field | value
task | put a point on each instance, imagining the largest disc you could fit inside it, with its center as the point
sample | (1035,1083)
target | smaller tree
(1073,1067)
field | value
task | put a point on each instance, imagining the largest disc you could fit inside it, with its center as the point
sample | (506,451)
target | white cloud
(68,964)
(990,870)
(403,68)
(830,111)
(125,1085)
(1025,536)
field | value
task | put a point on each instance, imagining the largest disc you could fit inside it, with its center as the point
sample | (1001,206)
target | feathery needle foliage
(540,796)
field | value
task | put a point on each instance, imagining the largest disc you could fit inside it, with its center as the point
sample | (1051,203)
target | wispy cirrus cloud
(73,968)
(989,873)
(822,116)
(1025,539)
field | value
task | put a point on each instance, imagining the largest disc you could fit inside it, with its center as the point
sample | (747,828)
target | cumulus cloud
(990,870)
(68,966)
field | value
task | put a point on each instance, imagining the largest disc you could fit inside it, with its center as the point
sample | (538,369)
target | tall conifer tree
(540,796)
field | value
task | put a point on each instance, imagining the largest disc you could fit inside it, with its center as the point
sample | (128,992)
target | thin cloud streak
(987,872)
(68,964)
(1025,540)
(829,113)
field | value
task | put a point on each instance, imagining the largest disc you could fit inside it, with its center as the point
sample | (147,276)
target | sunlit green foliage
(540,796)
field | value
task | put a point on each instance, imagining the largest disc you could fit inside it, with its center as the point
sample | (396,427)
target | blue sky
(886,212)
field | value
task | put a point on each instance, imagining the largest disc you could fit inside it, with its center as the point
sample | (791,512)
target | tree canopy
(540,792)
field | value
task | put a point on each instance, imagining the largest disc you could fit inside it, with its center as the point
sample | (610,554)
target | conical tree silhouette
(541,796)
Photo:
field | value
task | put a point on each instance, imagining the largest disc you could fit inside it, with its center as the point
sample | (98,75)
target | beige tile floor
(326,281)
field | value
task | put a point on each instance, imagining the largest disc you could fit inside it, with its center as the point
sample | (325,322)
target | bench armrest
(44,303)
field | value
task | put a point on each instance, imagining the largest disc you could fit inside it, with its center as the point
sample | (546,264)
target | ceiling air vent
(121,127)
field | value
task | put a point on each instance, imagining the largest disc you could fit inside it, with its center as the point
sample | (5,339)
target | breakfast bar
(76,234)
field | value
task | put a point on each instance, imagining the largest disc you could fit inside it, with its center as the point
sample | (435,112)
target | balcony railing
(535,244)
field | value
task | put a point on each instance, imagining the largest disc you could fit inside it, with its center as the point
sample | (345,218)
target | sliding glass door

---*---

WHAT YOU ARE ASKED TO DO: How many lines of the records above contain the word "cloud"? Reply with the number alone.

WRITTEN RESPONSE: 4